• _Written problem_:
Please find each line below that contains the word "rocky", matching case exactly, and copy every such line.

• _Entries taken from a pointing dataset_:
----

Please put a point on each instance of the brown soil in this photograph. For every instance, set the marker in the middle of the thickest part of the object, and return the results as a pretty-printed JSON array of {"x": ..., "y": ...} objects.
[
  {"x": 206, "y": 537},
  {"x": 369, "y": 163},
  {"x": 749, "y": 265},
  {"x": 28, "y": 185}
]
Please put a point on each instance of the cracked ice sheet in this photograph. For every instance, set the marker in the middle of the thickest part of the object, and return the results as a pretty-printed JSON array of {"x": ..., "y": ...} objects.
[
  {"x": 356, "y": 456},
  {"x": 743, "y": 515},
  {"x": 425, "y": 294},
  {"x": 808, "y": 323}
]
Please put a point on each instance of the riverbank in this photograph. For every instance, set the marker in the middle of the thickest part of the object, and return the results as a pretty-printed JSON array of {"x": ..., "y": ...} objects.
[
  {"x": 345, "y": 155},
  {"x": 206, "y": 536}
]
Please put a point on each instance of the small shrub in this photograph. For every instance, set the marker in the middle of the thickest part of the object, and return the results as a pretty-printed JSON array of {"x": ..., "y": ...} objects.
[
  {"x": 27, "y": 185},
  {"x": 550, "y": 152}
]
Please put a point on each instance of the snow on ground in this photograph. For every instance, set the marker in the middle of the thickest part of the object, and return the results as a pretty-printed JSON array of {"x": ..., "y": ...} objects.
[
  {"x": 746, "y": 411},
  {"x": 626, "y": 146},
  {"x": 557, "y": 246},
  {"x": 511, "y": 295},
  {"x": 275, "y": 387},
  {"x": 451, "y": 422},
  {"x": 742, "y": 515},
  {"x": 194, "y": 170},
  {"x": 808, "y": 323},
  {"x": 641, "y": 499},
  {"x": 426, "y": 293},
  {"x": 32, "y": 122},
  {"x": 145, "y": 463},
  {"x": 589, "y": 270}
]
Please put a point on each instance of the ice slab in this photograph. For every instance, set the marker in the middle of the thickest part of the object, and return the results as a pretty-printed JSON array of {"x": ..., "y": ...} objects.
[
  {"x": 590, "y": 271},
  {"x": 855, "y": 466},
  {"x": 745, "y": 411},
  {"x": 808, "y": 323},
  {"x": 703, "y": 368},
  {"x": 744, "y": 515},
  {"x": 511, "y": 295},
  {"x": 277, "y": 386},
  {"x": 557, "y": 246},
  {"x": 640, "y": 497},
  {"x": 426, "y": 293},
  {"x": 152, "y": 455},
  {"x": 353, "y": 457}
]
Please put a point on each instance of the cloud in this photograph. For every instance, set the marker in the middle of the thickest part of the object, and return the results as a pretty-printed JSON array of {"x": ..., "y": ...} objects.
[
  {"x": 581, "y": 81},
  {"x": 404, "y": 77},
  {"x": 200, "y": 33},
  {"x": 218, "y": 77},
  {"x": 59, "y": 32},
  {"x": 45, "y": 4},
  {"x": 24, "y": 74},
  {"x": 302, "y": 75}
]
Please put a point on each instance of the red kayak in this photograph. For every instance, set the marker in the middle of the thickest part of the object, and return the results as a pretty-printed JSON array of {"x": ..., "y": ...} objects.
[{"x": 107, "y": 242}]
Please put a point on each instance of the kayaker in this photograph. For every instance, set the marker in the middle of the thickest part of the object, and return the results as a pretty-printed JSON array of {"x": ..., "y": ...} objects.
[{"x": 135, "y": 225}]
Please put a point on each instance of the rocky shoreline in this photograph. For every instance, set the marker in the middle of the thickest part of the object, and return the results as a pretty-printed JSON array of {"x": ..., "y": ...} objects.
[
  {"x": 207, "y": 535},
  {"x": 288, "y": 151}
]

----

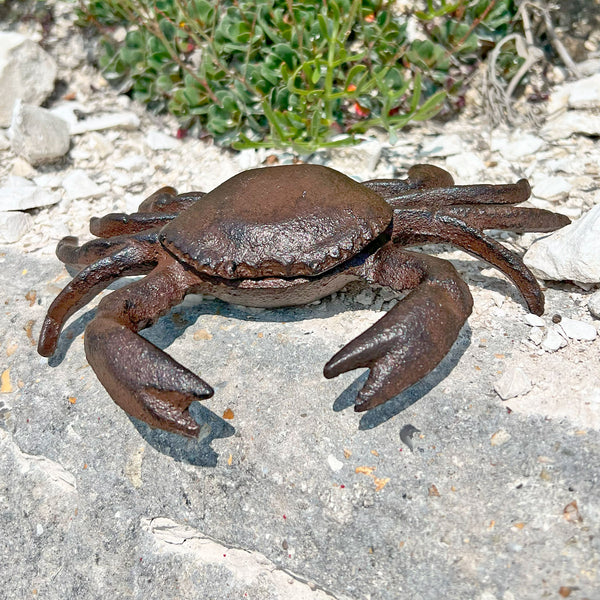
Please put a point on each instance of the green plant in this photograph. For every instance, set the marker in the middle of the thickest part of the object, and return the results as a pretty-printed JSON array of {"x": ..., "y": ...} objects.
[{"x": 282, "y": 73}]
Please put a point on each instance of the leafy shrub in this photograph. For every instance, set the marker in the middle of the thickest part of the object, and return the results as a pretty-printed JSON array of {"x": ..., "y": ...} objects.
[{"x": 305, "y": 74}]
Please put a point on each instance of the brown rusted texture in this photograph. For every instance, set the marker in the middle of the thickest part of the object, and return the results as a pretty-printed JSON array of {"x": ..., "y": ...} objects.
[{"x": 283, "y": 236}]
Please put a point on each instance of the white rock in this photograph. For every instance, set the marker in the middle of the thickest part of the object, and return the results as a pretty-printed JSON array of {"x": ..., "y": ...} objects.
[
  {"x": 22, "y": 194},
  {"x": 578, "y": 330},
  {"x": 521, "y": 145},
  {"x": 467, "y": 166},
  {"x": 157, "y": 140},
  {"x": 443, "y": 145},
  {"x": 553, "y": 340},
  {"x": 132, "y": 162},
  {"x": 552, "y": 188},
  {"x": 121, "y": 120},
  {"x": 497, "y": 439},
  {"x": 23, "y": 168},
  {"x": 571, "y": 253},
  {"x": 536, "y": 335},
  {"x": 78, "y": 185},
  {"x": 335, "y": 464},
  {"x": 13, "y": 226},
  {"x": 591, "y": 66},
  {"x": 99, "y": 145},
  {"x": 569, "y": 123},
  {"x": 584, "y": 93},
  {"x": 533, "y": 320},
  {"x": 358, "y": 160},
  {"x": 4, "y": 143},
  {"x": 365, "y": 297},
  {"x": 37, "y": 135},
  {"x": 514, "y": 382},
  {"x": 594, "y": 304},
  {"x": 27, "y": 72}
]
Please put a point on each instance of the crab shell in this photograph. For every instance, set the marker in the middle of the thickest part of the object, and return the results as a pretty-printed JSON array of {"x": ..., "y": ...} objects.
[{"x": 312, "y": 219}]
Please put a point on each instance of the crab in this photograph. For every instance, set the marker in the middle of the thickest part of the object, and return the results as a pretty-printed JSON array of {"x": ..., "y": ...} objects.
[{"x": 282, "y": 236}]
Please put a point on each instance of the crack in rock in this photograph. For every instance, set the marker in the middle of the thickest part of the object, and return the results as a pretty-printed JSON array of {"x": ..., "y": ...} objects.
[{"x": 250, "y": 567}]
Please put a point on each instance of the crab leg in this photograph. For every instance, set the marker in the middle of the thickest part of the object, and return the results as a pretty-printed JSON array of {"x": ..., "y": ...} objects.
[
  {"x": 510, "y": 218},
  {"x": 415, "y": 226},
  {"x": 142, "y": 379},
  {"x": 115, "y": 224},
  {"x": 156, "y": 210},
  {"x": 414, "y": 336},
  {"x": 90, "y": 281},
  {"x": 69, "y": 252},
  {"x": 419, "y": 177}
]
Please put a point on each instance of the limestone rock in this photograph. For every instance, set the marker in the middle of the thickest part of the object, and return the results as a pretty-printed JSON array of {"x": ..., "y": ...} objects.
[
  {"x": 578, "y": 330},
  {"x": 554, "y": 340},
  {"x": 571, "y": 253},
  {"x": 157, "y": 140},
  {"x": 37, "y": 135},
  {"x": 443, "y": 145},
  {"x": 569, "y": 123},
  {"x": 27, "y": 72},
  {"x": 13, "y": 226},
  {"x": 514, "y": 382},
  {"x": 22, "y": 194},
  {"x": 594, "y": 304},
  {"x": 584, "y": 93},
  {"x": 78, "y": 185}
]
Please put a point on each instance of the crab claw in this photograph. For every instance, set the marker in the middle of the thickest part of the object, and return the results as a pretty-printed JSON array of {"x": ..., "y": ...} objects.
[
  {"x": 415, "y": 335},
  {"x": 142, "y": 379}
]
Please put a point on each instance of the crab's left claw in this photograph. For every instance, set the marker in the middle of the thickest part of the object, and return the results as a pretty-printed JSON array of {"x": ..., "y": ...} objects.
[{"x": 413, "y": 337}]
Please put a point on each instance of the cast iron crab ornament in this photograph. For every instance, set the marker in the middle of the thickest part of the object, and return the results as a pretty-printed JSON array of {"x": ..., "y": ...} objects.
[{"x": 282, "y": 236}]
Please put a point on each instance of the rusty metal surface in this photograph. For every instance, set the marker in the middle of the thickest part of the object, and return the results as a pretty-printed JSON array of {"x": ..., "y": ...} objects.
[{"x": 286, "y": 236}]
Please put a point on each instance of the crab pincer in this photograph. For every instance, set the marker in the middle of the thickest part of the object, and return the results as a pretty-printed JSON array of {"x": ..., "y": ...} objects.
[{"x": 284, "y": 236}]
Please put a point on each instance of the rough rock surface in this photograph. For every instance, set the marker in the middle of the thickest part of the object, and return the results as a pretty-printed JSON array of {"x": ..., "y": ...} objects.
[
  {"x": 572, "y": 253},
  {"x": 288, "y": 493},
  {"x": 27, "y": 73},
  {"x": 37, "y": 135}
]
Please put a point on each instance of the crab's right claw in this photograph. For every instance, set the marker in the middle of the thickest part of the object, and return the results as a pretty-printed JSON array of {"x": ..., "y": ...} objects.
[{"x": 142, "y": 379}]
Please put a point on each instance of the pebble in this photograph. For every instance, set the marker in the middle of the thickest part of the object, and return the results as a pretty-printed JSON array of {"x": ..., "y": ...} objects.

----

• _Solution to the exercise_:
Please put a point on each instance of the rocky shoreline in this photograph. For every instance, set the marker in the middle of the thickest part of the object, and return the results as a pretty-printed JSON array of {"x": ..., "y": ...} objects.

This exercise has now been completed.